━━━━━ Available data

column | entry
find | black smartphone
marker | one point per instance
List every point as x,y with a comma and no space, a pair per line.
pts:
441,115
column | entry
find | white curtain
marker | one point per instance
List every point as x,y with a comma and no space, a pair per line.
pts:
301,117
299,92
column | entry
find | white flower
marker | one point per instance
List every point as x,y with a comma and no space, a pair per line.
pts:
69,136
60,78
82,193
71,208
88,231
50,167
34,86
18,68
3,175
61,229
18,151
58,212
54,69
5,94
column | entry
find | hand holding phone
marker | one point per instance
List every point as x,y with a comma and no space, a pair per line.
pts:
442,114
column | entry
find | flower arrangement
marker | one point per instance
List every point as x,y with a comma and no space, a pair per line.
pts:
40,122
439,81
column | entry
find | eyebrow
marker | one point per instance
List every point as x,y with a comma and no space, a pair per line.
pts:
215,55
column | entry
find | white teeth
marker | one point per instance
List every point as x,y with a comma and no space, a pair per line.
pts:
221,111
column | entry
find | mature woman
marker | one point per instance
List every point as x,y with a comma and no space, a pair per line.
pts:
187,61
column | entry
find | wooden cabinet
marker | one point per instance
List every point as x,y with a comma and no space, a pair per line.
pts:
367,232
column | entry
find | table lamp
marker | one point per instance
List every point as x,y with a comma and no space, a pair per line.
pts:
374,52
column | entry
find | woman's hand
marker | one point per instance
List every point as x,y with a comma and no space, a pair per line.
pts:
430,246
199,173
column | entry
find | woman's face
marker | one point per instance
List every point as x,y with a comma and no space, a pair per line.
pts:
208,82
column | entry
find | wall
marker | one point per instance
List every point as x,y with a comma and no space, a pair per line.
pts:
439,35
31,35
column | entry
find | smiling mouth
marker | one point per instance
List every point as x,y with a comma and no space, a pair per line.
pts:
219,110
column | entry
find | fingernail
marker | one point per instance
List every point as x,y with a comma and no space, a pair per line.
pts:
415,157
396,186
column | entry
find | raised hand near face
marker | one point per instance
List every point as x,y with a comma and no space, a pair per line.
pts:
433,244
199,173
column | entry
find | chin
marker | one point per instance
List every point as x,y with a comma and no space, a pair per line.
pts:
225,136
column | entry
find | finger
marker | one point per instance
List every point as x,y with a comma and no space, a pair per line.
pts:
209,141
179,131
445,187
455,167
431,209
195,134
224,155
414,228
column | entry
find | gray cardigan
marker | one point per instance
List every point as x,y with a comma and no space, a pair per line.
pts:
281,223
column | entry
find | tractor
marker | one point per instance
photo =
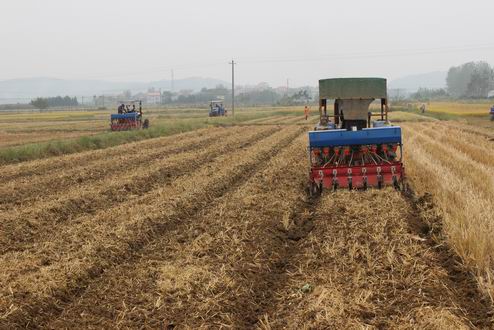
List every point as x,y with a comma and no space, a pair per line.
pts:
347,148
128,117
216,108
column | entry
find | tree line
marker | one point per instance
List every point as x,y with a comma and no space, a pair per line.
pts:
52,102
472,80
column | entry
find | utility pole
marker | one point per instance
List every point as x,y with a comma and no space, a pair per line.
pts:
233,88
173,82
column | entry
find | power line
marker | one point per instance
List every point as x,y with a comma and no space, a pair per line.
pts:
233,88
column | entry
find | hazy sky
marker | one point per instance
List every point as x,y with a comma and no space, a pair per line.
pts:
271,40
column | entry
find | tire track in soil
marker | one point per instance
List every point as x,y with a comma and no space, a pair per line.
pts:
23,231
43,253
109,295
41,186
10,172
378,269
471,304
41,310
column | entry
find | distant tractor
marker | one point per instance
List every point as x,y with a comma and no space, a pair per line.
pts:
347,149
128,117
217,109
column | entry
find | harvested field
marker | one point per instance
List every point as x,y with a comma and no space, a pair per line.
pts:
213,228
455,165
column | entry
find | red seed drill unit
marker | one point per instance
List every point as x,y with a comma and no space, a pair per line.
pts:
348,149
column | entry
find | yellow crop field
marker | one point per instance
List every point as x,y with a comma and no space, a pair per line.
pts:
462,109
212,227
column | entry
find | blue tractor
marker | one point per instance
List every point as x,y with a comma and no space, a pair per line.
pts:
217,109
349,149
128,117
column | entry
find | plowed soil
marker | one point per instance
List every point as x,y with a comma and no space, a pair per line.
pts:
213,229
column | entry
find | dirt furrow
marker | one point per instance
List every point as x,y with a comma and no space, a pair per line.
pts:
258,120
39,186
50,165
217,269
478,149
35,223
477,175
370,262
78,257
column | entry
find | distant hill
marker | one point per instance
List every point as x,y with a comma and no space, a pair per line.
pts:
412,83
43,87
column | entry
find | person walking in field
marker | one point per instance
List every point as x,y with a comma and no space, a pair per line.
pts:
422,108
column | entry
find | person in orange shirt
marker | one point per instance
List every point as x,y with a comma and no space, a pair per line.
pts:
306,112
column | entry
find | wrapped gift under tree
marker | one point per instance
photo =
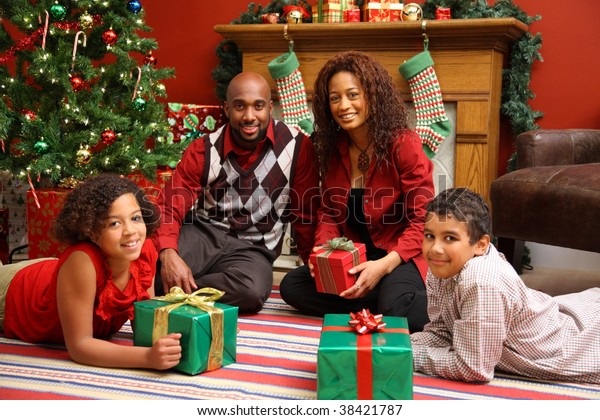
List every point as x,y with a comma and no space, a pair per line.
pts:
364,357
332,263
43,207
208,328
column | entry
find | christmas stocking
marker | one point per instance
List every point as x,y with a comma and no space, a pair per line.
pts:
291,92
433,125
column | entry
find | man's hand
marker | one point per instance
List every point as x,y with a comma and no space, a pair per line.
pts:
175,272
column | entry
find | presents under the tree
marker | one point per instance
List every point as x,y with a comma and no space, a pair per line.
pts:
208,333
152,188
332,262
189,121
377,365
43,206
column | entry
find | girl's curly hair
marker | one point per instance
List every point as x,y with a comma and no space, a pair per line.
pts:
387,114
86,208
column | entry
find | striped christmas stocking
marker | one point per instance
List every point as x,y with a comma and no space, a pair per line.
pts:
291,92
433,125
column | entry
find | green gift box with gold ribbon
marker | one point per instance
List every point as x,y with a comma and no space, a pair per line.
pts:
208,328
371,366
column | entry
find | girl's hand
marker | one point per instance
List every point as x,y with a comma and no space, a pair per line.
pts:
166,352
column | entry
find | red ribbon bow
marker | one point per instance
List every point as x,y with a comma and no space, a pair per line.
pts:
364,321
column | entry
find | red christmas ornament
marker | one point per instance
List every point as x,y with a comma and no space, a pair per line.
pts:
30,115
150,60
108,137
77,83
110,37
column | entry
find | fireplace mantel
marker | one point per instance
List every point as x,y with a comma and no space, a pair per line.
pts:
469,56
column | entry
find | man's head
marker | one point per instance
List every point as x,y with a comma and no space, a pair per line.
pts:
457,228
248,107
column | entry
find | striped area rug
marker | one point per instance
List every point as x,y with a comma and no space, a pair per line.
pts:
276,359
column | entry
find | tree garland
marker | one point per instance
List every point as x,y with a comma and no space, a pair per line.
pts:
516,78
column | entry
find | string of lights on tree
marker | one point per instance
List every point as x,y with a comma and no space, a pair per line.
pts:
80,91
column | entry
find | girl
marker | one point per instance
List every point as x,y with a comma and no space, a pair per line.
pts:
88,293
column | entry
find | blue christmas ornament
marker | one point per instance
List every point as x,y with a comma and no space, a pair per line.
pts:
134,6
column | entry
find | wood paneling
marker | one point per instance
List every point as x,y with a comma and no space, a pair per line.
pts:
468,55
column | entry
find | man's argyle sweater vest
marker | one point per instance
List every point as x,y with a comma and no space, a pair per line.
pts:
251,204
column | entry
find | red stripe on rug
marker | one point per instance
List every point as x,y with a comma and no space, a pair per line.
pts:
486,389
17,394
293,331
264,378
276,362
34,351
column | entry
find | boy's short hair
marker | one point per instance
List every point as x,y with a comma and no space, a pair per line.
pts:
464,205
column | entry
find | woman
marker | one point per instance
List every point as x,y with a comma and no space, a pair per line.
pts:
376,181
88,293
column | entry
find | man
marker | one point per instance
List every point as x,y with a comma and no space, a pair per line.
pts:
225,211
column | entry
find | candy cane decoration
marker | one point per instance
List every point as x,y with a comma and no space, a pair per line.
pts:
75,46
45,29
138,81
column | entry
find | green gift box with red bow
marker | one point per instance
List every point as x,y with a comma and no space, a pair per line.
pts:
377,365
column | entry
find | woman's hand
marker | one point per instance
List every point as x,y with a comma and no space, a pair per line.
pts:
369,275
310,266
166,352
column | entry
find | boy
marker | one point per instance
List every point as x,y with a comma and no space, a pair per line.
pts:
483,317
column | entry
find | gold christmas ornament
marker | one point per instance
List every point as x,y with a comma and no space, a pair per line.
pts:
411,12
84,156
86,20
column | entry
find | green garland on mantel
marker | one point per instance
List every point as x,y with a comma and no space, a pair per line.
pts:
516,93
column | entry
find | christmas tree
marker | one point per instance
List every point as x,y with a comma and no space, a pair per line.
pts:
80,91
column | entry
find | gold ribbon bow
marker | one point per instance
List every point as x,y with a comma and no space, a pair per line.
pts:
203,299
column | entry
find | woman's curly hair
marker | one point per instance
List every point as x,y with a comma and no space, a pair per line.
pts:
387,114
86,208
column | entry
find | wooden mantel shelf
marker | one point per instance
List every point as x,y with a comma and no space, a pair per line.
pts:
469,55
443,34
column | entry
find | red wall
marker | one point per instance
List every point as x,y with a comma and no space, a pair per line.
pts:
566,84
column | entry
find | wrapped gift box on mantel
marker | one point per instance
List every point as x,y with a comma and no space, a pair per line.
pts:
189,121
376,364
208,328
382,11
331,11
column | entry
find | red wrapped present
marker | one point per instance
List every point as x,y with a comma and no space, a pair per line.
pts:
190,121
382,11
40,219
152,188
332,262
331,11
352,15
4,252
443,13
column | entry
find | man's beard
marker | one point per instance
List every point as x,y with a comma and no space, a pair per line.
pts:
246,143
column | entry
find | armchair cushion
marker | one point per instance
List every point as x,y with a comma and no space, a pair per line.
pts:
553,197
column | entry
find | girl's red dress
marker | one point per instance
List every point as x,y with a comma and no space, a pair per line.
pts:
31,309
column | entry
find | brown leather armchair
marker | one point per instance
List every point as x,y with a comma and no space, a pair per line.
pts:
553,197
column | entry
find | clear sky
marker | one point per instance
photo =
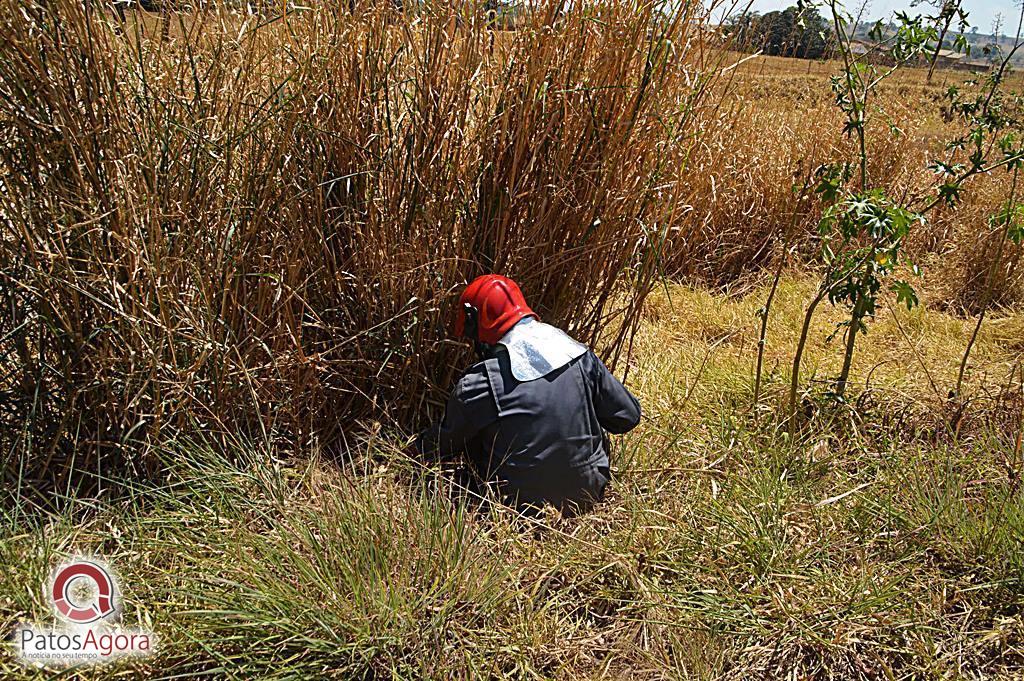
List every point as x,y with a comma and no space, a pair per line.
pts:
981,12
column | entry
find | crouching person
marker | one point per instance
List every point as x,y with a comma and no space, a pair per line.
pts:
530,416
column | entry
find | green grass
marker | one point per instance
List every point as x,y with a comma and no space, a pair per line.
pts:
877,544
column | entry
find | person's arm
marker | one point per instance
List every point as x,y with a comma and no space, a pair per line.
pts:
617,411
470,408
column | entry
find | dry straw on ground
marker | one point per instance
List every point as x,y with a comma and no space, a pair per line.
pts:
259,224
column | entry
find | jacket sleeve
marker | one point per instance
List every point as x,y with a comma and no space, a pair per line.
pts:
617,411
469,410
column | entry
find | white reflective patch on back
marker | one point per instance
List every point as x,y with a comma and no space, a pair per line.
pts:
536,349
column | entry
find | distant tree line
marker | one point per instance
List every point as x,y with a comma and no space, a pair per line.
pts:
804,34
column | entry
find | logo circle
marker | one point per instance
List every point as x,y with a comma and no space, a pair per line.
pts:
78,612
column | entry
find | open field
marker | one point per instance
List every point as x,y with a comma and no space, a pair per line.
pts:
227,263
875,546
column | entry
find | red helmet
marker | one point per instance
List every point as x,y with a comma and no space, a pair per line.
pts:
497,303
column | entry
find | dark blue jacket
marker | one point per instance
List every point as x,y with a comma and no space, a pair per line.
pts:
544,438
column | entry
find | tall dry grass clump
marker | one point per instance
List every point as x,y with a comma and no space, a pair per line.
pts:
259,223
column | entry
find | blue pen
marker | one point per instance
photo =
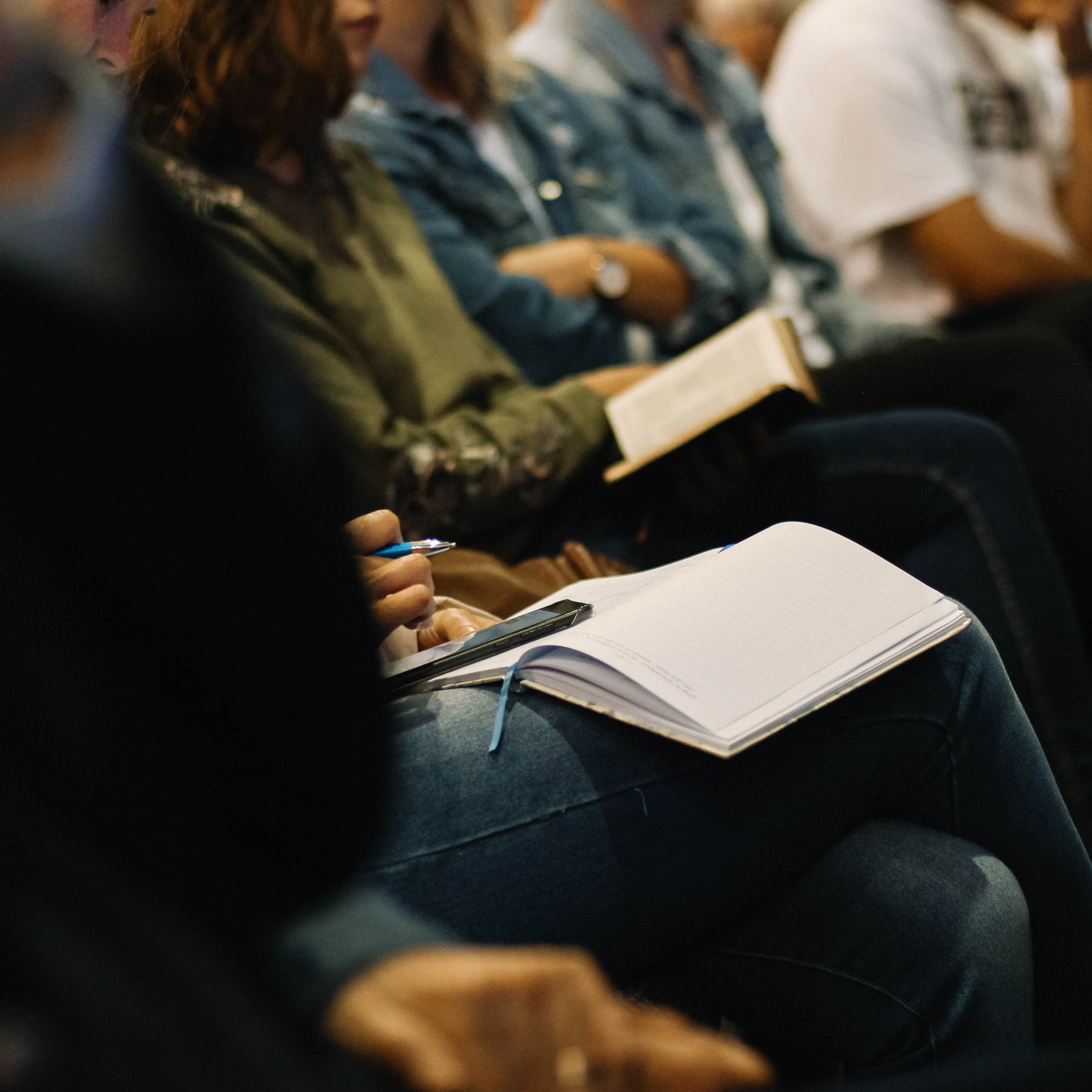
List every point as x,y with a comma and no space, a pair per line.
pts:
426,548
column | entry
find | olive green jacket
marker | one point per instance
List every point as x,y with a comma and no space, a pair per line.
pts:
437,422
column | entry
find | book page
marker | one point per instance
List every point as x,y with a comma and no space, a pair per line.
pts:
721,640
698,388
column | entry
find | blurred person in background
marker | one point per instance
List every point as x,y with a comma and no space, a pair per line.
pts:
696,114
187,690
751,29
921,149
560,242
194,749
437,424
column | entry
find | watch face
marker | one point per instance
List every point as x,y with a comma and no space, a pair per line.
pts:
612,280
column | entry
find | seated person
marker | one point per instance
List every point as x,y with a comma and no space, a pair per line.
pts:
751,29
184,608
920,146
565,247
436,423
696,114
192,745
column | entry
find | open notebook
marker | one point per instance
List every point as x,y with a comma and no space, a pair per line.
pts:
723,649
718,379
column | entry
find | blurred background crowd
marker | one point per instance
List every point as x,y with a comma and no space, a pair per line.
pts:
285,282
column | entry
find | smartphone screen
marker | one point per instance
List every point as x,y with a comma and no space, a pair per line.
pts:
488,642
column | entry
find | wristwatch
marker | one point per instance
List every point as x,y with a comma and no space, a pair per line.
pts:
610,278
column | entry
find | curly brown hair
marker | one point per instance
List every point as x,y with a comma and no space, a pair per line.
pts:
220,80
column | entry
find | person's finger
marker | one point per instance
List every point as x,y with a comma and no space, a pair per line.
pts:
404,573
420,1053
677,1056
405,608
374,531
448,625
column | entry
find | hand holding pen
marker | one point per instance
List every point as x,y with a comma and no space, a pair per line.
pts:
424,548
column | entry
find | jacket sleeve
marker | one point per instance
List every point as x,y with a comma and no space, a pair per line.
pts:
504,450
684,230
549,337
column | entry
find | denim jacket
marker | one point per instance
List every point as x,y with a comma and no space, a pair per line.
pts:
590,47
471,215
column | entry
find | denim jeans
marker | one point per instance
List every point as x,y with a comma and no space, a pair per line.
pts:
769,876
944,496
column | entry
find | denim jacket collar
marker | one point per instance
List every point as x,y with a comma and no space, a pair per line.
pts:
391,89
614,44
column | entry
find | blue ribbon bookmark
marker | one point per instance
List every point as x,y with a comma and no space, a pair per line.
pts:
498,725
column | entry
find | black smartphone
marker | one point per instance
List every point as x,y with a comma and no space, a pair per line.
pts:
409,672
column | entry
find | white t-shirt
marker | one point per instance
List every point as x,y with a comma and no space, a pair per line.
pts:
889,110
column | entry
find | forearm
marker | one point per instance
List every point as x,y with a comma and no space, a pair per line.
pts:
1076,196
660,289
978,263
480,472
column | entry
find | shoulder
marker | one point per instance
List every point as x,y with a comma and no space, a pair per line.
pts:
548,46
396,141
862,43
199,191
363,175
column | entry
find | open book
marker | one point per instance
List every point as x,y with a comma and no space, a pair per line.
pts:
723,649
718,379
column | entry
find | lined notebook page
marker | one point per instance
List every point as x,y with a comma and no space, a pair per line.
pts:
694,388
725,638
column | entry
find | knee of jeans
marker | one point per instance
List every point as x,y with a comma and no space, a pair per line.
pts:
968,911
980,441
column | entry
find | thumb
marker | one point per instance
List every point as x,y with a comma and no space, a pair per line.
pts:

━━━━━━━━━━

◆ **Your task**
Filter the records above and return every line that holds the word "notebook".

◆ **Completed exercise**
find | open notebook
find | lined notebook page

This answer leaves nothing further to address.